Newly released U.S. documents obtained by INSIGHT show that in 1976 Secretary of State Henry Kissinger played a key role in assuring Argentina's military rulers that their antiterrorist campaign involving the disappearance, torture and assassination Of at least 15,000 people -- many of whom were not combatants -- would not be criticized by the United States on human-rights grounds.
The documents, which cover events between June and October of that year -- the period of some of the most intense repression in Argentina -- show that the military regime was "convinced that there was no real problem with the United States over the issue." The Argentine foreign minister, Adm. Cesar Guzzetti, drew that conclusion after meetings in October 1976 with Kissinger, Vice President Nelson Rockefeller and other top State Department officials, according to a U.S. Embassy cable.

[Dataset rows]
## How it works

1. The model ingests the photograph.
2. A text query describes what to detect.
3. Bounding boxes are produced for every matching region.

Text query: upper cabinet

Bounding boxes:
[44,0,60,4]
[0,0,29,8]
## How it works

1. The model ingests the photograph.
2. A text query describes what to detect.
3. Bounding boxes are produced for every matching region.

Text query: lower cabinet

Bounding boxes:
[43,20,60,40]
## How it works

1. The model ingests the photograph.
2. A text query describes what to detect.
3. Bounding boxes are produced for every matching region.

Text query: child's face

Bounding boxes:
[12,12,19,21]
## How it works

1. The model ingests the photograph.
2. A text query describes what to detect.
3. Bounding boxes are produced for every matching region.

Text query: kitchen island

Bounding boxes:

* * *

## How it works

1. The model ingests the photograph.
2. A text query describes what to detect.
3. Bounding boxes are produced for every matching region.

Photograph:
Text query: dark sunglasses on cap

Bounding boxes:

**Written tasks**
A - List every person named in the passage on Kissinger and Argentina.
B - Please extend the passage on Kissinger and Argentina, picking up right after its final sentence.

**Responses to the exercise**
A -
Henry Kissinger
Adm. Cesar Guzzetti
Nelson Rockefeller

B -
The new documents provide a detailed look at the bitter dispute about U.S. support for a military dictatorship and include a rare example of an ambassador daring directly to oppose Kissinger, one of the most powerful figures in postwar U.S. history.
U.S. Ambassador Robert Hill described Guzzetti as "euphoric" and "almost ecstatic" and "in a state of jubilation" after returning from Washington to report on the meetings to Argentine President Jorge R. Videla. According to Hill, who since has died, "[Guzzetti] said the vice president urged him to advise President Videla to `finish the terrorist problem quickly.'"
Hill, in contrast, showed barely concealed outrage that his superiors in Washington were undercutting his efforts to encourage human-rights improvements. His three-page cable, dated Oct. 19, 1976, had the effect of putting "bitter criticism" of Kissinger's handling of the meetings with Guzzetti on the record, according to a memo by another U.S. official who recommended an immediate response.
Hill quoted Guzzetti as saying Kissinger "had assured him that the United States `wants to help Argentina.' "Kissinger told Guzzetti "that if the terrorist problem was over by December or January, he [the secretary] believed serious problems could be avoided in the United States," according to Hill's cable. A reply to Hill from Kissinger's chief Latin American officer claimed Guzzetti "heard only what he wanted to hear" and had arrived at his interpretation "perhaps [because of] his poor grasp of English."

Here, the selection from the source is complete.